Problem description » Write out the items below again, swapping each "photo" for "image" and keeping everything else the same. Omit the pictures from your answer.

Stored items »
---

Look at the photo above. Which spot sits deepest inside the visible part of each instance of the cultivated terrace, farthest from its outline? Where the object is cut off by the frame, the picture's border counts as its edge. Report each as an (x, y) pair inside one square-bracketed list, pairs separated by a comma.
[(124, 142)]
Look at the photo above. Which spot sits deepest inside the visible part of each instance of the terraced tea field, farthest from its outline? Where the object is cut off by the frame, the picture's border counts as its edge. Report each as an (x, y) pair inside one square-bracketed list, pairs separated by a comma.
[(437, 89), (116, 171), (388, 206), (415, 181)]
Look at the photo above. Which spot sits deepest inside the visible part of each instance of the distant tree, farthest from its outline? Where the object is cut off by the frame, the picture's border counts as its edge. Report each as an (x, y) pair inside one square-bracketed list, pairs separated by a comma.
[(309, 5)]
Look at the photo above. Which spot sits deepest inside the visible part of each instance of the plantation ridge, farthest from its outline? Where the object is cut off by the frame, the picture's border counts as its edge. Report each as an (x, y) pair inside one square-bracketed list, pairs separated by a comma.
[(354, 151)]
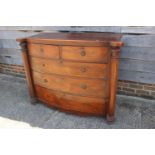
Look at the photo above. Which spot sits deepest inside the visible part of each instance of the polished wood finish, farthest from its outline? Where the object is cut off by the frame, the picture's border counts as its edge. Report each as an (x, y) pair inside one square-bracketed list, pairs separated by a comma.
[(27, 67), (74, 72), (61, 67), (78, 86), (43, 51), (78, 104), (85, 54)]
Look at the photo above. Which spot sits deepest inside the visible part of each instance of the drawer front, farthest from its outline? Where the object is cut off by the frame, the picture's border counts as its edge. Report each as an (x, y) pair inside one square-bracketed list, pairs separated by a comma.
[(44, 51), (71, 103), (69, 68), (78, 86), (87, 54)]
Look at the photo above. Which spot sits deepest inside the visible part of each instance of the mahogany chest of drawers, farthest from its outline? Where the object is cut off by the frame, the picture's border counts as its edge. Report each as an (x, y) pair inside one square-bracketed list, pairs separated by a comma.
[(74, 72)]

---

The output »
Look at the image above. Which spot sits deepest inside the visible part of each instance of the cultivated terrace, farthest from its outline? Where the object is cut off by the frame, the picture's border counts as its edge. Report each as an (x, y) pair inside one square-bracketed list, pairs separated by a comma.
[(124, 142)]
Look at the image above. Which spot sits deepest inside the visible part of each instance of the terraced tea field, farthest from its outline? Where the object is cut off by the frame, the picture's border counts as its edge. Report each as an (x, y) pair inside one square-bracketed list, pairs separated by a comma.
[(437, 89), (116, 171), (388, 206), (415, 181)]
Look at the image above. Which spot sits deepest inside the visible part of each instance of the distant tree, farthest from its outline? Where the object is cut off by the frame, the picture's border counts as its edge. Report each as an (x, y) pair inside one square-bracketed list, pairs separated by a comma.
[(309, 5)]
Look at the image above. Which spot sits deepest inside the visible part of each instance of the plantation ridge, farthest from its outline? Where the object is cut off by the frame, the picture's border counts as its edge. Report each as an (x, y) pair inside one square-bracketed list, pairs separated by a comma.
[(354, 151)]
Look at the image above. Which spot sits deepest inside the visible part of each instance of the polished wood finish, farthest from its outline? Where the object is cut off by the frame, the picture's border counts as its edge. Report each as an (x, y) pair inside one square-bracketed list, pairs separated by a comma.
[(27, 67), (74, 72), (61, 67), (78, 86), (43, 51), (78, 104), (85, 54)]
Look at the image above. Which spot sits deepest inside the visible part of each instance of the drawer front, farthest from its outline? Where the object is cut off by the frame, the picture's border counts as its edge. Report each as an (x, y) pair inside one square-bracketed list, pairs separated by a comma.
[(44, 51), (71, 103), (69, 68), (78, 86), (87, 54)]
Look at the image above. Which spot sits deepest inside the visible part of each instance of the mahogany chest of drawers, farthest from its outline? Where the object is cut off by the frame, the picture's border counts as its edge. Report each as an (x, y) pair inside one square-bracketed list, pairs separated by a comma.
[(74, 72)]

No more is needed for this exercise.